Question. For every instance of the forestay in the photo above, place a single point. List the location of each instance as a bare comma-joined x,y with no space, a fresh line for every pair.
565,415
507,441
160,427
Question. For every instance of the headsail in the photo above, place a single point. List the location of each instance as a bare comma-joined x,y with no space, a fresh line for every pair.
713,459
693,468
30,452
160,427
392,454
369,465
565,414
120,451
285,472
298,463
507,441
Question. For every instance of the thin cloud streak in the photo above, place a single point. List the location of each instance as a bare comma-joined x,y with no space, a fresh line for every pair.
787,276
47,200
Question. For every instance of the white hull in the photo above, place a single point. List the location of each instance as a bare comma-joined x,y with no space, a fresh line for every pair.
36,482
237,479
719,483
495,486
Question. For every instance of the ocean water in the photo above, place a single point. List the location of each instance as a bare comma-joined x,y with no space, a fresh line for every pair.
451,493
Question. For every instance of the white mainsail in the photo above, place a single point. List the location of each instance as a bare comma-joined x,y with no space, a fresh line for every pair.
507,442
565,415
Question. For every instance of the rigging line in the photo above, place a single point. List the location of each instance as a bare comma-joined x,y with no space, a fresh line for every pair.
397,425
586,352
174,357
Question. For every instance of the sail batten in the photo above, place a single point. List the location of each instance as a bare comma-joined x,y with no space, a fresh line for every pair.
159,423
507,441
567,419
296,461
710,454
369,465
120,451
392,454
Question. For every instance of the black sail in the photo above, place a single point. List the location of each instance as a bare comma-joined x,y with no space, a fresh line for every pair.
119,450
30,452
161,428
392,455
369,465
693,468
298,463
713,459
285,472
^^^^
#### [What to do]
Retype all the records above without changing a word.

#### [Result of this exercise]
Question. For every instance of the forestay in the photo above, place a single point. List the location of each instance as a bare comma-joined x,y with no space, a fresh line for every pair.
565,415
507,441
160,427
Question. For every instance of the headsail in the photo above, place a single point. List the location of each instance as a bare comma-joined x,y with no space, a fresh line for every pair.
713,459
693,468
30,452
160,427
392,454
369,465
565,414
120,451
285,472
298,463
507,441
Question. For every instance of the thin cloud streak in the photo above, place a single point. List the location of each instance as a bare comma-joined x,y with no space, a fresh line for every pair.
787,276
47,200
Question. For every instance of the white hull in the photo above, place a single point. List the location of each instance as a bare comma-joined x,y with no space, a fresh line for every pair.
36,482
237,479
719,483
495,486
Question. For every instance of the ocean water in the photo above, place a single point. List the location of each instance as a bare comma-joined x,y with no space, a fresh line for every pair.
451,493
Question. For every instance of the white mainsail in the photo above, place a single point. List the location of each instance as a bare comma-joined x,y with no space, a fresh line for every pair.
507,442
565,415
Question. For every instance of the rigging line in the photo above, place a single point. List the location of each instance as a bare comma-joined x,y with no space, a fresh line for every pair.
397,425
586,352
174,357
Question. For every instance of the sail batten in the photo above, place a single point. List the location of each instance as a bare comma-joined x,y with no space, a fresh line for every pair.
159,423
507,441
567,419
296,461
710,454
369,465
120,451
392,454
Question. For every instance of the black sail in the photo above, place a single point. List the location of each instance as a bare comma-joined x,y with no space, a fresh line for every pair.
119,450
30,452
161,428
392,455
369,465
693,468
298,463
713,459
285,472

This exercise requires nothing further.